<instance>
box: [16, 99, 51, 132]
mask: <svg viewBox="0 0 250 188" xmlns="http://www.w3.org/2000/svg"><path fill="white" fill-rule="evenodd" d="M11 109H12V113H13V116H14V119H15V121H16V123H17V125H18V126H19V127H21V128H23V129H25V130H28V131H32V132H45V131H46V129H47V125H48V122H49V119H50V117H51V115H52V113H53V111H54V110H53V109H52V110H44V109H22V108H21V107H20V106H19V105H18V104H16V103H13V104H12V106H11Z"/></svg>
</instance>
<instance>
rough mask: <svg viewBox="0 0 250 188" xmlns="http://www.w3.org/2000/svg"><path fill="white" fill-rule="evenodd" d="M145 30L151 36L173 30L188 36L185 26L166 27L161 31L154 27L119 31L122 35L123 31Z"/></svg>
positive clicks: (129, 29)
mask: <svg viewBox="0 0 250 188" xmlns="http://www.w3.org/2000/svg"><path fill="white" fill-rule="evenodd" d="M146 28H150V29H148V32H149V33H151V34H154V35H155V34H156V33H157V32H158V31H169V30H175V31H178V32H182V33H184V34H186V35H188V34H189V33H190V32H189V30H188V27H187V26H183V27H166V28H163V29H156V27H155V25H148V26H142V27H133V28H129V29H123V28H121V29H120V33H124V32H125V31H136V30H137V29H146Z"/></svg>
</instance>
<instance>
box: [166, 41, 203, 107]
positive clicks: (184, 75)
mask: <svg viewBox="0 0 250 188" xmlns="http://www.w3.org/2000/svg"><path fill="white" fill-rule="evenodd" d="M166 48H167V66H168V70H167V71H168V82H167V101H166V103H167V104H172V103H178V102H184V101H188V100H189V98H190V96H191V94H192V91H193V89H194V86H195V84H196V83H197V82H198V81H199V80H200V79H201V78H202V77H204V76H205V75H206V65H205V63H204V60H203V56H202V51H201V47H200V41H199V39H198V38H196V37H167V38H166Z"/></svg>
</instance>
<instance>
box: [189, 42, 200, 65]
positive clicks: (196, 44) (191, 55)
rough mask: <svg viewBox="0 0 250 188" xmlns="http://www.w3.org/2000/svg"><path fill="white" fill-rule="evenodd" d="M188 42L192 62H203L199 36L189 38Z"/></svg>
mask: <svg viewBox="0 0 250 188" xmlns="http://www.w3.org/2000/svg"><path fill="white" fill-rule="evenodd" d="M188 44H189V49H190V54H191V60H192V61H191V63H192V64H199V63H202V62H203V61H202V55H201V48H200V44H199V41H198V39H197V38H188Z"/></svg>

● **EXERCISE GOAL**:
Which lines should be output? Exactly those from the first line of the data through the line containing "positive clicks: (196, 44) (191, 55)", inclusive.

● **ANSWER SPACE**:
<instance>
box: [16, 99, 51, 132]
mask: <svg viewBox="0 0 250 188" xmlns="http://www.w3.org/2000/svg"><path fill="white" fill-rule="evenodd" d="M11 109H12V113H13V116H14V119H15V121H16V123H17V125H18V126H19V127H21V128H23V129H25V130H28V131H32V132H45V131H46V129H47V125H48V122H49V119H50V117H51V115H52V113H53V111H54V110H53V109H52V110H44V109H22V108H21V107H20V106H19V105H18V104H16V103H13V104H12V106H11Z"/></svg>
</instance>
<instance>
rough mask: <svg viewBox="0 0 250 188" xmlns="http://www.w3.org/2000/svg"><path fill="white" fill-rule="evenodd" d="M145 30L151 36L173 30L188 36L185 26L166 27L161 31L154 27L119 31L122 35L123 31Z"/></svg>
positive clicks: (129, 29)
mask: <svg viewBox="0 0 250 188" xmlns="http://www.w3.org/2000/svg"><path fill="white" fill-rule="evenodd" d="M146 28H150V29H148V32H149V33H151V34H154V35H155V34H156V33H157V32H158V31H169V30H175V31H178V32H182V33H184V34H186V35H188V34H189V33H190V32H189V30H188V27H187V26H183V27H166V28H163V29H156V27H155V25H148V26H142V27H133V28H129V29H123V28H121V29H120V33H124V32H125V31H136V30H137V29H146Z"/></svg>
</instance>
<instance>
box: [166, 41, 203, 107]
positive clicks: (184, 75)
mask: <svg viewBox="0 0 250 188" xmlns="http://www.w3.org/2000/svg"><path fill="white" fill-rule="evenodd" d="M166 48H167V66H168V70H167V71H168V82H167V101H166V103H167V104H172V103H178V102H184V101H188V100H189V98H190V96H191V94H192V91H193V89H194V86H195V84H196V83H197V82H198V81H199V80H200V79H201V78H202V77H204V76H205V75H206V65H205V63H204V60H203V56H202V51H201V47H200V41H199V39H198V38H196V37H167V38H166Z"/></svg>
</instance>
<instance>
box: [189, 42, 200, 65]
positive clicks: (196, 44) (191, 55)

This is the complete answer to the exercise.